The callers knows the argument count and types it gives to printf().
To pass the arguments count and type information, the format argument is used by the caller to encodes the argument count and types. printf() uses that format and decodes it to know the argument count and type. It is very important that the format and following arguments passed are consistent.
printf() accepts a variable number of arguments. To process those variable arguments it (va_start()) needs to know the last fixed argument is. It (va_arg()) also needs to know the type of each argument so it figure how much data to read.
The format specifier is also a compact template (or DSL) to express how text and variables should be formatted including field width, alignment, precision, encoding.

Choose the lesser evil incorrect Printf() statements: Fewer parameters vs extra parameters

A. printf("Values: X=%s Y=%s\n", x,y,z);
B. printf("Values: x=%s, Y=%s\n", x);
Both of the above printf() statements are incorrect: one has extra parameters, other has fewer parameters. I would like to choose between the lesser evil with an explanation. Can a modern C compiler help catch such problems? If yes, how does printf() implementor need to assist the compiler?
Both of the above printf() statements are incorrect: one has extra parameters, other has fewer parameters.
The first one is not incorrect according to the C standard. The rules for function calls in general, in C 2018 6.5.2.2, do not make it an error to pass unused arguments for a ... in the function prototype. For printf specifically, C 2018 7.21.6.1 2 (about fprintf, which the specification for printf refers to) says extra arguments are harmless:
… If the format is exhausted while arguments remain, the excess arguments are evaluated (as always) but are otherwise ignored…
Certainly if a programmer writes printf("Values: X=%s. Y=%s.\n", x, y, z);, they might have made a mistake, and a compiler would be reasonable in pointing out this possibility. However, consider code such as:
printf(ComputedFormat, x, y, z);
Here it is reasonable that we wish to print different numbers of values in different circumstances, and the ComputedFormat reflects this. It would be tedious to write code for each case and dispatch to them with a switch statement. It is simpler to write one call and let the computed format determine how many values are printed. So it is not always an error to have more arguments than the conversion specifications use.
I would like to choose between the lesser evil with an explanation.
The behavior of the latter code is not defined by the C standard. C 2018 7.21.6.1 2 also says:
… If there are insufficient arguments for the format, the behavior is undefined…
Thus, no behavior may be relied on from the latter code, unless there is some guarantee from the C implementation.
Can a modern C compiler help catch such problems?

* Listed records:
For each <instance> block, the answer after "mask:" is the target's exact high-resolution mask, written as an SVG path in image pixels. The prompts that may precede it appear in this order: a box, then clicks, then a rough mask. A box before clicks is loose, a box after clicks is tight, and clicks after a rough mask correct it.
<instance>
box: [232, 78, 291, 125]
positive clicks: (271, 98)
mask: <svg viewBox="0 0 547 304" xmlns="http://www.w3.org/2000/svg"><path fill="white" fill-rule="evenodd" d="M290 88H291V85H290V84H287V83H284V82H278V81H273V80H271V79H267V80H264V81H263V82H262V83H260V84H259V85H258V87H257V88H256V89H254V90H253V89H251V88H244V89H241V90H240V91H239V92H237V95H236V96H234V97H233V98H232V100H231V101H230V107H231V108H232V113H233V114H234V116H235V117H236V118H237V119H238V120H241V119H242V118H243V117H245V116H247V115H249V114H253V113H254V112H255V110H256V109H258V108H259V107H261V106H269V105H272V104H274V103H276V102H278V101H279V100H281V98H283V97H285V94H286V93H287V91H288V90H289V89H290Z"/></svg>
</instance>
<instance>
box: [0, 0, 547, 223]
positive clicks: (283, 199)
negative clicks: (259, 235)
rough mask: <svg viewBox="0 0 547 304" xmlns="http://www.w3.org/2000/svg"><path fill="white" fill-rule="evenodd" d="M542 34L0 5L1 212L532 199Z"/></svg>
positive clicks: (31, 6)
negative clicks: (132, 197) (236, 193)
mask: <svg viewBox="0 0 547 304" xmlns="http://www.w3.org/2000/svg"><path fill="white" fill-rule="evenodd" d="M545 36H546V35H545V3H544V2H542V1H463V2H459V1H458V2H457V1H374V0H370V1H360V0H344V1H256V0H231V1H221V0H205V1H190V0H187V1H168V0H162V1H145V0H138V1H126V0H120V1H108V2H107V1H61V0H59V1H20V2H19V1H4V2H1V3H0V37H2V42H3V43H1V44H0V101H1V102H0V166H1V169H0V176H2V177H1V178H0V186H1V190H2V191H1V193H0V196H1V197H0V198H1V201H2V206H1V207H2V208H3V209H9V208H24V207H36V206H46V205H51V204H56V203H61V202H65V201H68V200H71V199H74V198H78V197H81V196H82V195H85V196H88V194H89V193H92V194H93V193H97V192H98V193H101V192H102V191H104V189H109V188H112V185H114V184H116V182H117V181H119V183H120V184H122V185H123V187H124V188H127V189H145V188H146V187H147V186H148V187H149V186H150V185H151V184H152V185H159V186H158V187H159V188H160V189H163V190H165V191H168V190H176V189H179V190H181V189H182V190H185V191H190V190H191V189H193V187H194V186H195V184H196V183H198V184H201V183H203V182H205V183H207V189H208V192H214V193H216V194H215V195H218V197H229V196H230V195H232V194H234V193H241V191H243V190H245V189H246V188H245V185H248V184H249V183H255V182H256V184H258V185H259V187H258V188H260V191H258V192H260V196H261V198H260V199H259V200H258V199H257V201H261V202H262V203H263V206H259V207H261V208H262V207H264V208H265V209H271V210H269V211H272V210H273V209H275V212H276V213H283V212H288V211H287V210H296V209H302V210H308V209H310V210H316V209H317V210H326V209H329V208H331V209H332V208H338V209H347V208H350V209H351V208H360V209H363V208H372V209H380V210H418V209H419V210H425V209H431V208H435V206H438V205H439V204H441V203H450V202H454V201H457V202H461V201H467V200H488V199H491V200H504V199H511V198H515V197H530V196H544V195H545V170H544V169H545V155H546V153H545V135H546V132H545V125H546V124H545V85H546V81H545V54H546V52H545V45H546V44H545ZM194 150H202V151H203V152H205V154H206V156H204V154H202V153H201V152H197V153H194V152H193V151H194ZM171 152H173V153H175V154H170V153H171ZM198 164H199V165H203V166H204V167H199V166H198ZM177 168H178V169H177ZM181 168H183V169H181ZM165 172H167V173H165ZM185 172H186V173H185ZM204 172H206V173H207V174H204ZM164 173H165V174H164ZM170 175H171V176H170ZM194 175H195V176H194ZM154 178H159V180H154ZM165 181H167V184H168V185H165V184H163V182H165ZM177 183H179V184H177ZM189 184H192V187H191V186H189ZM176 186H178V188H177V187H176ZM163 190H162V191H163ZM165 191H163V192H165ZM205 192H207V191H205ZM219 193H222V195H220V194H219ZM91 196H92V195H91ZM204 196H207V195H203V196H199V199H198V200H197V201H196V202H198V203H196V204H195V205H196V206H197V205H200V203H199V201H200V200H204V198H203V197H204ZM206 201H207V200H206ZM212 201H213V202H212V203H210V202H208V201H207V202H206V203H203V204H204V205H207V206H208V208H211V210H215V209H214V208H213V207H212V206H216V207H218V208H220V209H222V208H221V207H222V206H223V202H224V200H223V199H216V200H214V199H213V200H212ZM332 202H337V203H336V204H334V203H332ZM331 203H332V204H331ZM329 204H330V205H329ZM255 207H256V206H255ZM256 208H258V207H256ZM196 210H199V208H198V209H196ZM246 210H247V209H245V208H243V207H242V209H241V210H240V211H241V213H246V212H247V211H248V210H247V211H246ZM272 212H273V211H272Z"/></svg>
...
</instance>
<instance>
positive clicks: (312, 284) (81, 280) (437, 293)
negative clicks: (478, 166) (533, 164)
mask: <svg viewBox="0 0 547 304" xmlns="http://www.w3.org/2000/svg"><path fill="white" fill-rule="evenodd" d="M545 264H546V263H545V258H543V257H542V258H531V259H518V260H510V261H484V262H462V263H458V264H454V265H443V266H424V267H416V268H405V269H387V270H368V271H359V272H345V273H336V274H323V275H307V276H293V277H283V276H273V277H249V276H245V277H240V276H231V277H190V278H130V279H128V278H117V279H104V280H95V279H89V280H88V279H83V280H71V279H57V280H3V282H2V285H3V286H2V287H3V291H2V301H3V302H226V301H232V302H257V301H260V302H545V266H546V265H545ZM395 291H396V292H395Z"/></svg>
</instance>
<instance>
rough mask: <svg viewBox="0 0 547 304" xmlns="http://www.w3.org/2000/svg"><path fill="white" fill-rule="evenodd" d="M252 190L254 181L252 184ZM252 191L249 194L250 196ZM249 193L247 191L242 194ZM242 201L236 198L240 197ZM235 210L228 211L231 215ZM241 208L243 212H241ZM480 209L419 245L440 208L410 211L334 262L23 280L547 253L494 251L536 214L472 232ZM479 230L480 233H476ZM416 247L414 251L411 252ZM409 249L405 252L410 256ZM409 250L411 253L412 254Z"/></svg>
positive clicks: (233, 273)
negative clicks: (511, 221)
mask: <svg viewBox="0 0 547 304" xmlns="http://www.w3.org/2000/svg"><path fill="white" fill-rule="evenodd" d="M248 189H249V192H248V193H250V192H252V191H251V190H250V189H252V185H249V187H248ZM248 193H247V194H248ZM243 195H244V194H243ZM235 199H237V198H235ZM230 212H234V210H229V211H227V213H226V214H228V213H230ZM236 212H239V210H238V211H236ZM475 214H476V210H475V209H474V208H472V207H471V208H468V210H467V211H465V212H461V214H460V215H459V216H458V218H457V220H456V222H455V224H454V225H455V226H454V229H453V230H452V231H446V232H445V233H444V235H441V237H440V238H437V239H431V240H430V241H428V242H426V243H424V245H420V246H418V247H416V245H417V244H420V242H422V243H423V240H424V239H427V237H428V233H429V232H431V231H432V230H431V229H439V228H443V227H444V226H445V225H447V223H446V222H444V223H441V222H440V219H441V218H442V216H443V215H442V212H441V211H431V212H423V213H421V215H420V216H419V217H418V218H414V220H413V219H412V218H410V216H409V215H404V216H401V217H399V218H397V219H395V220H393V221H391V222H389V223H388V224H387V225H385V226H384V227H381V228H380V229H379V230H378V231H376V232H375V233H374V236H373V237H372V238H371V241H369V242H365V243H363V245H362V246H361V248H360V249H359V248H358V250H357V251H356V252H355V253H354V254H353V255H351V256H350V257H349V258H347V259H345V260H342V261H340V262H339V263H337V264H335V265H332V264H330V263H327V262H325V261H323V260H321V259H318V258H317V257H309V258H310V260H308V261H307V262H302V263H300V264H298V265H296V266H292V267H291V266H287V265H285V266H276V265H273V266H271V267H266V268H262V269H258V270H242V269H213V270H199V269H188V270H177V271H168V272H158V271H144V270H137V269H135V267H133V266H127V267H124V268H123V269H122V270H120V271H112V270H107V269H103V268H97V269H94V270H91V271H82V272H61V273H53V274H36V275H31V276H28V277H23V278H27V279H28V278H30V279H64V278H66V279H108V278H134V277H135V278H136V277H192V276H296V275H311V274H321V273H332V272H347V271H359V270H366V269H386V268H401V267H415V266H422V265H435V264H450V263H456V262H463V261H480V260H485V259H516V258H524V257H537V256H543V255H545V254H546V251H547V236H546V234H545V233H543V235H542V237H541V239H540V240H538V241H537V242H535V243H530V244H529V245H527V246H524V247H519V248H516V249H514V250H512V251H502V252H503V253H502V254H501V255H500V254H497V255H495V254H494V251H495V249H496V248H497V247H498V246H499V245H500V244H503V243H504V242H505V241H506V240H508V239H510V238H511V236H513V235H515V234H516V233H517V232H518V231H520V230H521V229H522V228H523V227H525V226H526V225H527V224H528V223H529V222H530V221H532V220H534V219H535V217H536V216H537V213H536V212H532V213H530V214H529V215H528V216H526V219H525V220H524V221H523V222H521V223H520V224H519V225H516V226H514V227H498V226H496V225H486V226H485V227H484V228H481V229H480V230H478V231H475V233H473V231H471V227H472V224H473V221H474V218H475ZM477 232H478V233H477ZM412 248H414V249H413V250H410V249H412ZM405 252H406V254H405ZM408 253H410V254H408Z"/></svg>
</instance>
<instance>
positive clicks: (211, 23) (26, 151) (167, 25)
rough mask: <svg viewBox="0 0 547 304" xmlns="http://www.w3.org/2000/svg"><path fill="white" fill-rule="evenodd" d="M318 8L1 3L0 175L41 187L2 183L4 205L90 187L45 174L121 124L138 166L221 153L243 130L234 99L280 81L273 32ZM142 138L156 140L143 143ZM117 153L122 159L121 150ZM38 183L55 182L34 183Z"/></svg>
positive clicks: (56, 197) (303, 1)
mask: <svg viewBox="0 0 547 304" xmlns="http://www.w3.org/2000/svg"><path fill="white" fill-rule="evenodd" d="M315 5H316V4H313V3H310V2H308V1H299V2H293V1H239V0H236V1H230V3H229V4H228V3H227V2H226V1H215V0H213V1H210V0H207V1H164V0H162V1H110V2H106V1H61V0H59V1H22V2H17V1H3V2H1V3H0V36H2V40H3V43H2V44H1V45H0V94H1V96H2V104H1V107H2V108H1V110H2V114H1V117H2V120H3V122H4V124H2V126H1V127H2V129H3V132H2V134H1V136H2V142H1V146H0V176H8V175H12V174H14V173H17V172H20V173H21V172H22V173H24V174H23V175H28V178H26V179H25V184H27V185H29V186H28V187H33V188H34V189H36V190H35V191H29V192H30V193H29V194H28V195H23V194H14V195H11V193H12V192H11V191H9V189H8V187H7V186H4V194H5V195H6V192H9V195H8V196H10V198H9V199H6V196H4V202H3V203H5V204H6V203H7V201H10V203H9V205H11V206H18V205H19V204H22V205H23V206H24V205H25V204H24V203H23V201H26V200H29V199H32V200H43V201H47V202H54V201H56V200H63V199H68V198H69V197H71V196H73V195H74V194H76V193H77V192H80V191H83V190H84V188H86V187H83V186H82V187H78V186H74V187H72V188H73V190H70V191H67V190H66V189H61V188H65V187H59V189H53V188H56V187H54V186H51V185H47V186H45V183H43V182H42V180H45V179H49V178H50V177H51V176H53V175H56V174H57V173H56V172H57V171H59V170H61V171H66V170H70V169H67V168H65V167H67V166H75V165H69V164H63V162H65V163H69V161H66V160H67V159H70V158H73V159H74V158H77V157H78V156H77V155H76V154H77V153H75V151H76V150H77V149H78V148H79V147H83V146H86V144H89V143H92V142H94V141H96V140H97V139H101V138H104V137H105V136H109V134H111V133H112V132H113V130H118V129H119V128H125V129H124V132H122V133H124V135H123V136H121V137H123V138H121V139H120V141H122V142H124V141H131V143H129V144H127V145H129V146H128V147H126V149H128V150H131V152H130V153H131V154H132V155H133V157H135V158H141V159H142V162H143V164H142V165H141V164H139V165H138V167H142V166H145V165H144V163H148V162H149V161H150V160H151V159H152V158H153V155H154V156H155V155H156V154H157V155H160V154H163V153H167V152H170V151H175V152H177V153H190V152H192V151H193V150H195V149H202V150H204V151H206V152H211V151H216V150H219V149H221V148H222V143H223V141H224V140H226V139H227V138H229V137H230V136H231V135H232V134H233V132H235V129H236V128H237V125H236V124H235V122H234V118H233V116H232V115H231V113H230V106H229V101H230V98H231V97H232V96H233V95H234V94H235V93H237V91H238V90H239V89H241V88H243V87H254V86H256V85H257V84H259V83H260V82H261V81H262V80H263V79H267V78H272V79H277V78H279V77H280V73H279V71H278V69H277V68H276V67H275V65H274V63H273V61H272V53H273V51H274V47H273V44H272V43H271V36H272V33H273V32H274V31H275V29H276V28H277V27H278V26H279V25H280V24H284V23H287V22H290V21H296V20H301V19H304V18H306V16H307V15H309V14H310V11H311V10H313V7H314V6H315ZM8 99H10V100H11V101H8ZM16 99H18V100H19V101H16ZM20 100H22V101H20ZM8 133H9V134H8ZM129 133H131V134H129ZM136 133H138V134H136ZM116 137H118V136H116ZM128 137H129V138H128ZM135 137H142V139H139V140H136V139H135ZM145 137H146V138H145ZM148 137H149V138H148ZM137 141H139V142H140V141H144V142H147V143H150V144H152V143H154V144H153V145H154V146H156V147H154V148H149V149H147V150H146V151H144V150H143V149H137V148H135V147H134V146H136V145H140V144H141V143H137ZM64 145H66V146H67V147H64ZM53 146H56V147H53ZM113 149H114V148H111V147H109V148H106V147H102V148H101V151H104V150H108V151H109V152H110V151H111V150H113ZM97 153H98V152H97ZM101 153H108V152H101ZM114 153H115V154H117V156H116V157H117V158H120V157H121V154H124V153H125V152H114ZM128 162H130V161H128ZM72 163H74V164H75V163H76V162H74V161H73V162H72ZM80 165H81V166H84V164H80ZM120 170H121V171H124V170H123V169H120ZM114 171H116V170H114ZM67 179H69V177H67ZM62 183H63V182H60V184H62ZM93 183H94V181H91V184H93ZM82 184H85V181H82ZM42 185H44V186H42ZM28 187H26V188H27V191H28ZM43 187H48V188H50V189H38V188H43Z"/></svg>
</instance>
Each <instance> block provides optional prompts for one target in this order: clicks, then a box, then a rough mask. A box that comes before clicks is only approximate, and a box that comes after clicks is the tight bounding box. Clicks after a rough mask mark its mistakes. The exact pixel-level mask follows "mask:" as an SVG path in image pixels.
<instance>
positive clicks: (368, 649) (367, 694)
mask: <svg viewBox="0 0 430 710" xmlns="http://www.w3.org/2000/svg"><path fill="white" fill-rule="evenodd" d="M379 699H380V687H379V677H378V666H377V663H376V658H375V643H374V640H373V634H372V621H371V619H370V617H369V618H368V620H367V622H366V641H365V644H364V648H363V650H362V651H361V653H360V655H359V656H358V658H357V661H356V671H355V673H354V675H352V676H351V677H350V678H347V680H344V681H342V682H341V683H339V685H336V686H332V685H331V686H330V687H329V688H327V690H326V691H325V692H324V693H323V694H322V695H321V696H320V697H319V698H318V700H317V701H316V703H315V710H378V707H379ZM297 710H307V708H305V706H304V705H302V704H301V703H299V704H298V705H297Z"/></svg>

* Problem description: Repeat everything from "To pass the" down to "data to read." in the printf discussion above, word for word.

* Task solution:
To pass the arguments count and type information, the format argument is used by the caller to encodes the argument count and types. printf() uses that format and decodes it to know the argument count and type. It is very important that the format and following arguments passed are consistent.
printf() accepts a variable number of arguments. To process those variable arguments it (va_start()) needs to know the last fixed argument is. It (va_arg()) also needs to know the type of each argument so it figure how much data to read.